- [AIM OF THE EXERCISE]
Find the line with "Locate the razor". Transcribe it and each later line of the data exactly, up to and including the last.

┄┄┄┄┄┄┄┄┄┄┄┄┄┄┄┄┄┄┄┄

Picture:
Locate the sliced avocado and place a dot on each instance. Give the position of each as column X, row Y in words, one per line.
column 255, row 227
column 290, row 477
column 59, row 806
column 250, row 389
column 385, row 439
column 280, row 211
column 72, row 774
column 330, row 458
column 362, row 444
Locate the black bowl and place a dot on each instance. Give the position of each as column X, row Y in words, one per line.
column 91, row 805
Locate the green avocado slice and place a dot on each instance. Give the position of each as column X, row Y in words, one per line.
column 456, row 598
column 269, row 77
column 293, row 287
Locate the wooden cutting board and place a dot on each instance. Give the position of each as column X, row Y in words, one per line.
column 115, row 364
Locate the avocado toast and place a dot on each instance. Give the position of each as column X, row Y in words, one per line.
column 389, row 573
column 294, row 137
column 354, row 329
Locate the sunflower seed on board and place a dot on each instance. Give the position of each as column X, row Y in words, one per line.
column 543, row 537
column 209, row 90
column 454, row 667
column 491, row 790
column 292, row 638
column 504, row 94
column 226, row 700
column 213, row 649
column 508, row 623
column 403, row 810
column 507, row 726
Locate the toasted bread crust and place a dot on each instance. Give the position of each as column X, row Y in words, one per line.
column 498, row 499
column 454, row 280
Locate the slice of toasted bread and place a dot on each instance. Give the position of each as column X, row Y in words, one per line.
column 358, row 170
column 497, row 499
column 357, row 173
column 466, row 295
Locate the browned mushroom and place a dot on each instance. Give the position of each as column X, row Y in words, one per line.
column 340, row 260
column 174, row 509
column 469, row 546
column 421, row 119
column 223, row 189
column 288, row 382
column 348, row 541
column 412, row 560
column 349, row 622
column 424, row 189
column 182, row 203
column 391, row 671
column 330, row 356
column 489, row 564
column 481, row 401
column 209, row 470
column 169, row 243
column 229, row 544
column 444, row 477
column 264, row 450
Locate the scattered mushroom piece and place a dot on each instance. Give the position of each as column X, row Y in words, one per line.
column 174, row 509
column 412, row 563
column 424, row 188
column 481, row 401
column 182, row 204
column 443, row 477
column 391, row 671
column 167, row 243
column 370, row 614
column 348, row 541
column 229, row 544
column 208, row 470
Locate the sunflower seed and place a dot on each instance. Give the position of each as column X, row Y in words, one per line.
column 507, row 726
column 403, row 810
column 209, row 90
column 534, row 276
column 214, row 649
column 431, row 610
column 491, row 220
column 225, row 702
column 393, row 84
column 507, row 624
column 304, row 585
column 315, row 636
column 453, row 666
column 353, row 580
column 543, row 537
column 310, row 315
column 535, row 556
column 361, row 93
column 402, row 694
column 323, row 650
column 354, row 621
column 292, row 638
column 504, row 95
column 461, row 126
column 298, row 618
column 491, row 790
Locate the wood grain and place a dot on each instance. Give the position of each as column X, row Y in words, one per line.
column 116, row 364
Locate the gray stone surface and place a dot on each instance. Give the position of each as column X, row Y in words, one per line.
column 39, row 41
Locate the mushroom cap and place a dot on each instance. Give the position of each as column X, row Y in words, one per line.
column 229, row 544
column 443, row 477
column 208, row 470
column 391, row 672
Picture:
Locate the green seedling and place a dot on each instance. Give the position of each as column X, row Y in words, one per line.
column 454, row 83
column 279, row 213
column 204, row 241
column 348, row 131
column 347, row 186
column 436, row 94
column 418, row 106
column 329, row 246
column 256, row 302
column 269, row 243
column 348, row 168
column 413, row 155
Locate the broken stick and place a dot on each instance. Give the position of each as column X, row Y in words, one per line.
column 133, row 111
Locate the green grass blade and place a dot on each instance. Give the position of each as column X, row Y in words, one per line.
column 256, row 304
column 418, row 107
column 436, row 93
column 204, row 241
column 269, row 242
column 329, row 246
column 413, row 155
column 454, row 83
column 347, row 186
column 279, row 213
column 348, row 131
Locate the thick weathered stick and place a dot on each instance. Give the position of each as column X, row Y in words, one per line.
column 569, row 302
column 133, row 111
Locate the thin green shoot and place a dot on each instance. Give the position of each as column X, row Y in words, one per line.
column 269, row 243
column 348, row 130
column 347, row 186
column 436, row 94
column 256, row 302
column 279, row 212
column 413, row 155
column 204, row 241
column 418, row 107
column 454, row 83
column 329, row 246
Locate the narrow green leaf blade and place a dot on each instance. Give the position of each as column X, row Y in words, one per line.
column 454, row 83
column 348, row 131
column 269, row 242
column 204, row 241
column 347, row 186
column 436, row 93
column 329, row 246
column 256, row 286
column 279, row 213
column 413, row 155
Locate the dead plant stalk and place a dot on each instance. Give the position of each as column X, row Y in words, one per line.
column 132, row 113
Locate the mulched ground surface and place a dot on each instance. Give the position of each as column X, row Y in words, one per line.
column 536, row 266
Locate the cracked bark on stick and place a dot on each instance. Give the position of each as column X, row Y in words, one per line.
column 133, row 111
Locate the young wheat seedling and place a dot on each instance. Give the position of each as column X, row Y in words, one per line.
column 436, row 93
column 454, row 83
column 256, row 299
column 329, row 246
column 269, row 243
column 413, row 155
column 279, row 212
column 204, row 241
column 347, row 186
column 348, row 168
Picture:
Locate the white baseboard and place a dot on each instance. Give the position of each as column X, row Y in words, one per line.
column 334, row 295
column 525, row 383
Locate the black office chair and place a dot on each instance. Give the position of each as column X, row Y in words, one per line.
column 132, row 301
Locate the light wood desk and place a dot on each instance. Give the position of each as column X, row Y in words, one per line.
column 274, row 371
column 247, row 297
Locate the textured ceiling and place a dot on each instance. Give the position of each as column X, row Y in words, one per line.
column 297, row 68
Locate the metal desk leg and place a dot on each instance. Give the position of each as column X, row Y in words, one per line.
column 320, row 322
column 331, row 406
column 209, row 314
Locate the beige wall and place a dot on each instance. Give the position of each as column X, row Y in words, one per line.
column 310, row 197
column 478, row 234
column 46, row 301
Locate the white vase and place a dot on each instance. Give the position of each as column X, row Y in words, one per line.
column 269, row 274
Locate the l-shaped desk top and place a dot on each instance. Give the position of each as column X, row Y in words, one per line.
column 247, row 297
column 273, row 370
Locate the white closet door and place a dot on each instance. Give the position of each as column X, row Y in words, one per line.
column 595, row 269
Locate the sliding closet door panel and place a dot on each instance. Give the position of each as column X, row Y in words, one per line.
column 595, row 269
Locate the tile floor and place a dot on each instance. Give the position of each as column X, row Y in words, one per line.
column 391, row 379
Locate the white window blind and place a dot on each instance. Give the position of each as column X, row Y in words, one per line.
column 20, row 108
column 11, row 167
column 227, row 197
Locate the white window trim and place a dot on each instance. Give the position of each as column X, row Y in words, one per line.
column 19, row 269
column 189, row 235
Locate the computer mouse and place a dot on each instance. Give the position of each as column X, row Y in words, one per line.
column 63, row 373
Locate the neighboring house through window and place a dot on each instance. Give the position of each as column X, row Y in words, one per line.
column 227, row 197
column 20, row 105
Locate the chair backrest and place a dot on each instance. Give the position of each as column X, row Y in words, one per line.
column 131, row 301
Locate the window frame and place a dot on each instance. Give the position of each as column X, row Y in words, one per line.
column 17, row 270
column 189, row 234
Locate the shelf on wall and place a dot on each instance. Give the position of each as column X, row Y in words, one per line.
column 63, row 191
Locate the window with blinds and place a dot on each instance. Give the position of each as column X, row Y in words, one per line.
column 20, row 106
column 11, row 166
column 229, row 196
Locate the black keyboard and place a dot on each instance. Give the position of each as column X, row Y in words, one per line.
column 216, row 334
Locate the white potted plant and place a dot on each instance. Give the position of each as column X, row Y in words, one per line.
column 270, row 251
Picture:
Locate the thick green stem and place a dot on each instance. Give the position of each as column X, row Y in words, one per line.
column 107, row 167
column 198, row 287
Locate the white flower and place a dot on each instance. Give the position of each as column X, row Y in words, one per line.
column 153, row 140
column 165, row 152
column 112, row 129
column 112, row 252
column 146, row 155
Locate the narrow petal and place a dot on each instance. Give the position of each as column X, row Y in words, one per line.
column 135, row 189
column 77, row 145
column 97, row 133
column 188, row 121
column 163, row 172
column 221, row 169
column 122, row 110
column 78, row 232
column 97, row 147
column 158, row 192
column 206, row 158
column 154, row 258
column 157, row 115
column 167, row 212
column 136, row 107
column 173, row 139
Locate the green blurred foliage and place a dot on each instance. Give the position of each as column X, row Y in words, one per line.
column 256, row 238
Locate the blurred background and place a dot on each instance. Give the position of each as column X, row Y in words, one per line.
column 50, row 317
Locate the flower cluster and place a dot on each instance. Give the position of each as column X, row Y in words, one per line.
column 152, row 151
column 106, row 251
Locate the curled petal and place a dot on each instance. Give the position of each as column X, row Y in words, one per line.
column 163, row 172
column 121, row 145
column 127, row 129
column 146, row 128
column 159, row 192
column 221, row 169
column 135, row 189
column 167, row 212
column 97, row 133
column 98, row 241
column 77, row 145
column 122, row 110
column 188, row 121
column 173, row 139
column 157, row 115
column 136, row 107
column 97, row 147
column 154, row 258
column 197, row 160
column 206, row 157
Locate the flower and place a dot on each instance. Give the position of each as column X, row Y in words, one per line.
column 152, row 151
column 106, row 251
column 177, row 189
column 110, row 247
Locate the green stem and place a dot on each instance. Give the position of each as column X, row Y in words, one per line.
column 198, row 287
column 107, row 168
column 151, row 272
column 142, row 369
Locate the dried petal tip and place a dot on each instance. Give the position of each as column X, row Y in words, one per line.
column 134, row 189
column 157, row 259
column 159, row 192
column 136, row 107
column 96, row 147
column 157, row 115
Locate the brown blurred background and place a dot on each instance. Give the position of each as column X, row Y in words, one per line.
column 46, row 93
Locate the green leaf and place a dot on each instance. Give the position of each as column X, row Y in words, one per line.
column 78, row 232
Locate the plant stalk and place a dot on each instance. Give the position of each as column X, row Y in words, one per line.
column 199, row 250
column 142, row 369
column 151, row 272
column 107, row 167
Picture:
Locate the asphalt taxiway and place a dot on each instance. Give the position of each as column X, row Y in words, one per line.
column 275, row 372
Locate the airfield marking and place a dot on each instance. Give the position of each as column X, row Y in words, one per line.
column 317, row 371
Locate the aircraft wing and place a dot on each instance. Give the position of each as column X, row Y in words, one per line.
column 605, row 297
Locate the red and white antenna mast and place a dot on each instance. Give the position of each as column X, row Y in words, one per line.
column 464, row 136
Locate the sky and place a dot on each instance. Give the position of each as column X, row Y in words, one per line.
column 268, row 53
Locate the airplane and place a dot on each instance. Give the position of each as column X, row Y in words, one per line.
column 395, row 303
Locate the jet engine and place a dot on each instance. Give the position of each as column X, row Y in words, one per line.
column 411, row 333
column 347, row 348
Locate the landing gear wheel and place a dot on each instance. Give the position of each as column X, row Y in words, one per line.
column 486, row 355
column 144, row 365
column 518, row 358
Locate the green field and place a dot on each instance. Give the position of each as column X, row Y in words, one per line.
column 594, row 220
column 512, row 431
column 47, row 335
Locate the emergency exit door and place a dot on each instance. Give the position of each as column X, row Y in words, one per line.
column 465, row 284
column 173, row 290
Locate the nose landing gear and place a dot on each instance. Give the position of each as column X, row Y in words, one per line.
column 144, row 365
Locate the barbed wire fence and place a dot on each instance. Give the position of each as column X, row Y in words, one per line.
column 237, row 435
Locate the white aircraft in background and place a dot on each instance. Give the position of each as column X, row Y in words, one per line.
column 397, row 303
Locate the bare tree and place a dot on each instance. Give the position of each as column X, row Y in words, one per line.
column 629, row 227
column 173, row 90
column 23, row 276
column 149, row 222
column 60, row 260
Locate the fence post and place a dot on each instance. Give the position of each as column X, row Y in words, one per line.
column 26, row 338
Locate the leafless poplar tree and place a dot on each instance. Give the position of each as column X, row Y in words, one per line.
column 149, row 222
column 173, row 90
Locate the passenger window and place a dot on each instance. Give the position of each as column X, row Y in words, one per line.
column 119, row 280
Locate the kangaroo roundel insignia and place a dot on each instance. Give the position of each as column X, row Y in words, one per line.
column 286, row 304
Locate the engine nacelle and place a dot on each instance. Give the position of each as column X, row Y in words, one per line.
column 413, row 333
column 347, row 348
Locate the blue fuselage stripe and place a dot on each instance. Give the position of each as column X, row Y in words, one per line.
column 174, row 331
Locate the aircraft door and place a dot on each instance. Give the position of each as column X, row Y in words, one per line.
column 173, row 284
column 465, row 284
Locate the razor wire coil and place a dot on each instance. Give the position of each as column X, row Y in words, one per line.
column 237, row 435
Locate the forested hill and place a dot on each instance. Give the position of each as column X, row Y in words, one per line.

┄┄┄┄┄┄┄┄┄┄┄┄┄┄┄┄┄┄┄┄

- [OUTPUT]
Locate the razor wire coil and place a dot on each instance. Give the position of each as column X, row Y in words, one per line.
column 237, row 435
Locate the forested hill and place a dot on each instance. Give the position of each as column X, row Y in words, one per line.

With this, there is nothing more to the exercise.